> [WHAT YOU SHOULD DO]:
Set out every line of the records below as a numbered list, omitting any blank lines.

> [WORKING DATA]:
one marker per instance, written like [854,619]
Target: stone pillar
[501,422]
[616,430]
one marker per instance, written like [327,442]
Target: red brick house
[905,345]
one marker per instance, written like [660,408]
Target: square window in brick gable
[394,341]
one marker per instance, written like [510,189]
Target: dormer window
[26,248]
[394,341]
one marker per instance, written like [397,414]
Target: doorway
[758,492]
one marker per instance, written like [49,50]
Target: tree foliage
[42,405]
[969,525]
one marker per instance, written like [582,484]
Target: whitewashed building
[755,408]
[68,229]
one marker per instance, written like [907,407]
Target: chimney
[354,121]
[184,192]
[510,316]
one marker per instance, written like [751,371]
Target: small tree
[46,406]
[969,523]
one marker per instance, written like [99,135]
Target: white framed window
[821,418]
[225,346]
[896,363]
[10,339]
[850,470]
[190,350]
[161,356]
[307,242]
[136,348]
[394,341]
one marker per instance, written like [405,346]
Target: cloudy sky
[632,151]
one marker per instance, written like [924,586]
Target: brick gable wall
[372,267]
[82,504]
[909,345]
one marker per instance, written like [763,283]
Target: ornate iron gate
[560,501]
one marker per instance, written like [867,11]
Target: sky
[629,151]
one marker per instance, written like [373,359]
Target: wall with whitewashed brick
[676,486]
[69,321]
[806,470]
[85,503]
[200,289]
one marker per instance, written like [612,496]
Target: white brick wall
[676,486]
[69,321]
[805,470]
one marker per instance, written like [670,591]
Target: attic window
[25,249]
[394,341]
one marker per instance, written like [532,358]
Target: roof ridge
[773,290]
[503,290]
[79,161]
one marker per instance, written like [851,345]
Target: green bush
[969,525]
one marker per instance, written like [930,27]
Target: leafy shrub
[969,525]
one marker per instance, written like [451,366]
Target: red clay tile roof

> [RESULT OF THE TASK]:
1. one marker per instance, written like [854,619]
2. Target: stone pillar
3. [501,422]
4. [616,430]
5. one marker per instance, written like [327,442]
6. Target: red brick house
7. [905,345]
8. one marker per instance, written like [660,408]
9. Target: square window in brick gable
10. [394,341]
11. one marker per instance, written like [510,189]
12. Target: dormer window
13. [26,248]
14. [394,341]
15. one marker per instance, written like [397,414]
16. Target: doorway
17. [758,492]
18. one marker per instance, written like [49,50]
19. Target: tree foliage
20. [42,405]
21. [969,525]
22. one marker per instance, written like [582,484]
23. Target: whitewashed building
24. [755,408]
25. [68,229]
26. one marker per instance, written like [907,407]
27. Target: chimney
28. [354,121]
29. [184,192]
30. [510,316]
31. one marker per instance, written like [751,371]
32. Target: small tree
33. [46,406]
34. [969,523]
35. one marker per instance, written like [99,135]
36. Target: white framed window
37. [821,418]
38. [225,346]
39. [896,363]
40. [10,339]
41. [850,470]
42. [190,350]
43. [161,356]
44. [307,242]
45. [136,348]
46. [394,341]
47. one marker per instance, written like [405,346]
48. Target: cloudy sky
49. [632,151]
50. one marker per instance, written like [924,586]
51. Target: brick gable wall
52. [372,267]
53. [82,504]
54. [909,345]
55. one marker per instance, written like [763,283]
56. Target: ornate iron gate
57. [560,501]
58. one marker per instance, written like [867,11]
59. Target: sky
60. [629,151]
61. one marker per instance, written like [373,359]
62. Target: wall with whitewashed brick
63. [676,486]
64. [69,321]
65. [806,470]
66. [85,503]
67. [200,289]
68. one marker per instance, written like [612,496]
69. Target: white brick wall
70. [676,486]
71. [69,321]
72. [805,470]
73. one marker per instance, written like [670,591]
74. Target: attic window
75. [25,249]
76. [394,341]
77. one marker per instance, written like [532,358]
78. Target: roof ridge
79. [773,290]
80. [503,290]
81. [79,161]
82. one marker per instance, written like [851,345]
83. Target: green bush
84. [969,525]
85. one marker per instance, written like [930,27]
86. Target: leafy shrub
87. [969,525]
88. one marker per instance, written like [451,366]
89. Target: red clay tile roof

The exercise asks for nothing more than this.